**Your task:** Rewrite the material below as a numbered list with one line per entry, skipping any blank lines and leaving out the pictures.

**Task data:**
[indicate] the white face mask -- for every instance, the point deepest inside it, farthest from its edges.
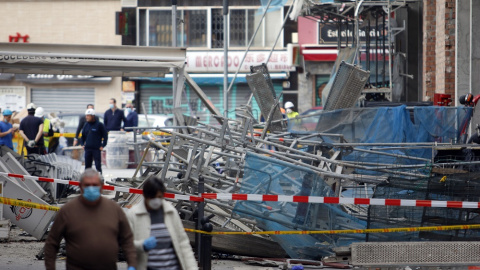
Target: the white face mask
(155, 203)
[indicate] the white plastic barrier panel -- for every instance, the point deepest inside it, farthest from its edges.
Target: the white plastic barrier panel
(33, 221)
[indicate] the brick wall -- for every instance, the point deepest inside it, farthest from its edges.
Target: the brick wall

**Task solution:**
1. [indicate] the white face mask -- for every instance, the point deepest inside it, farthest from its edges.
2. Target: the white face mask
3. (155, 203)
4. [indicate] the white plastic barrier panel -- for every instance, the point deepest inside it, farthest from its edges.
5. Target: the white plastic barrier panel
6. (33, 221)
7. [indicate] the brick wall -- for every instance, the point deepest inside it, farthest from its edges.
8. Target: the brick wall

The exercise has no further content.